Passage:
- Opening Delimiter -
A small disclaimer is in order: this post is not intended to be a complete step-by-step guide to migration. Rather, it’s something to fill in the blanks left by what little is available on the internet. I’ve done a complex migration and I want to do a brain dump for my future reference or for “whomeverother it may concern”.

Between the two alternatives I perceived as most promising, hgsubversion and the convert extension, i chose the latter. Hgsubversion was claimed by some to be the better tool for this job, but it was somewhat troublesome. The problem with hgsubversion was that it had a memory leak and broke easily in the middle of the conversion (note that this happened a couple of months ago: things may have changed in the meantime). The solution, they say, was to do hg pull repeatedly until it finishes. I wanted to do a hg clone with a filemap, but when the import broke I was in trouble because hg pull doesn’t accept filemaps. (It could be that the filemap was cached somewhere inside of the new repository and my worries were unfounded, I don’t really know). I may try that in the future. One other way around it would be to do a straight clone of SVN – no branches or anything – into an intermediate mercurial repository and then split that into separate final repositories. In that case, hgsubversion could be a viable solution, maybe even better than the conversion extension. I had more success with the conversion extension so this is what we’ll talk about here.

Part 1 – splitting import by revision

The repository in question here – that is, a folder within the SVN repository – started as part of another project and only a thousand revisions later was moved into its separate folder - thankfully, at that point I at least created the proper trunk and branches folders. So, I had one part of history where everything was trunk but it moved around the repository, and another part where nothing moved but I had a trunk and a couple of branches. Luckily, I had a buffer zone of a couple of hundred revisions where everything was trunk and nothing moved so I didn’t have to pinpoint the exact revision on which I had to split the import.

Let’s say that the early version had a structure like this:

Crm/Fwk1 
Crm/Fwk2 
Crm/Other unimportant folders (that is, not to be imported)
- Closing Delimiter -
Data provided:
- Opening Delimiter -
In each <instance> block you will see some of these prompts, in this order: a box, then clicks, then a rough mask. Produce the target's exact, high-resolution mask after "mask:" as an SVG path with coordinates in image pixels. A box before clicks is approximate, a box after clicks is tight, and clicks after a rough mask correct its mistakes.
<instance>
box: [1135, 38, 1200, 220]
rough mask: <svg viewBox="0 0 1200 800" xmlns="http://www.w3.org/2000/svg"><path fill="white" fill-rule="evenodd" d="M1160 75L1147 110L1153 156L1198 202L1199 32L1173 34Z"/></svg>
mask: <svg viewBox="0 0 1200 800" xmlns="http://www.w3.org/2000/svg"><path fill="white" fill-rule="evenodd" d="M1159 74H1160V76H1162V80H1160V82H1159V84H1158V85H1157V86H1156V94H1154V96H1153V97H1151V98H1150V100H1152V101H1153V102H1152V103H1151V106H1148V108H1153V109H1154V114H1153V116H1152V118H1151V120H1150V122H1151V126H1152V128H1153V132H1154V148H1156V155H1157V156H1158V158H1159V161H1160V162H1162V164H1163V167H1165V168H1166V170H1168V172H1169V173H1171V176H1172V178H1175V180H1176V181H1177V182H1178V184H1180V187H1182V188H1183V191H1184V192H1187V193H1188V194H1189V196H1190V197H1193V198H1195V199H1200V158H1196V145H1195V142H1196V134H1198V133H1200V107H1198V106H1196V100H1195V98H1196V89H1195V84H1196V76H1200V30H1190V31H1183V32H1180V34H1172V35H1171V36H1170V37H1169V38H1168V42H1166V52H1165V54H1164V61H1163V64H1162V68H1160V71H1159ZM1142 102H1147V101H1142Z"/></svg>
- Closing Delimiter -
Task goal: Continue the post about migrating an SVN repository to Mercurial, starting right after its last line.

Written answer:
At revision 1000 the first two folders were moved to

Framework/trunk/Fwk1 
Framework/trunk/Fwk2

The first branches appeared at revision 1200 in Framework/branches.

So, it was to be done like this:

Step one, import everything up to the revision 1100 into the default branch. Include the Crm/Fwk* folders and Framework/trunk/Fwk* folders. As I said, in this revision the Framework/branches folder was empty so we don’t lose anything.
Step two, import the rest but tell the conversion extension that the branches are in the Framework/branches folder so that it picks them up properly.

Sounds simple? Note that I had to perform a serious research of my repository: had a branch been created earlier than revision 1000 or had I made a branch at the same moment I created the trunk, things would have been more complicated. That is to say, I would have probably had to split the import into more steps and repeat some operations and do more testing to see on which exact revision I should stop the first step. Lesson number two: know thy repository.

The first step of this import is not so hard. I used the --rev 1100 argument to stop it at revision 1100: the convert extension purportedly remembers what it imported so far and when called again continues at that point (well, not exactly… read on).

"c:\Program Files\TortoiseHg\hg.exe" convert d:\data\Subversion Framework --rev 1100
  -s svn --filemap=fwkmap_step1.txt

Note that I have access to a local SVN repository – for some reason, the convert extension didn’t want to access the local repository using an svn:// url (possibly the firewall had something to do with it).

The only thing left is to make a good filemap. Something like this:

include Crm/Fwk1 
include Crm/Fwk2 
include Framework/trunk 

rename Framework/trunk .

What we want to do here is to include the old folders – this is the first pair of lines: the folders exist only in earlier revisions since they were removed (that is, moved) later. I was under the impression that it would have been sufficient to include just “Framework/trunk” and that the convert extension would somehow detect where this path originated from and include the full history, but it didn’t work out. On another repository I tried I was surprised to see that it actually did something like that, but it may have been a coincidence (a combination of other includes, possibly). In any case, it doesn’t hurt to specify the filemap as precisely as possible since you may have to fiddle with various parameters and do repeat runs. Make the filemap tight so that nothing unexpected leaks through it and eliminate any uncertainty.

The last line of the file map - “rename Framework/trunk .” tells it to make the trunk folder root. This is to make sure the structure of the folders is the same as it will be in the second step, where we use different parameters and import a completely different structure into the same folders.

Always keep in mind that the filemap (probably as well as everything else) is case sensitive. I spent hours debugging my imports because I didn’t notice the difference in case. Also, if you have a folder (or file) whose case has changed through history, it may be wise to add a rename statement in your filemap to make it consistent so that the conversion logic understands that it’s the same file/folder in different revisions (otherwise I’m not sure it would?).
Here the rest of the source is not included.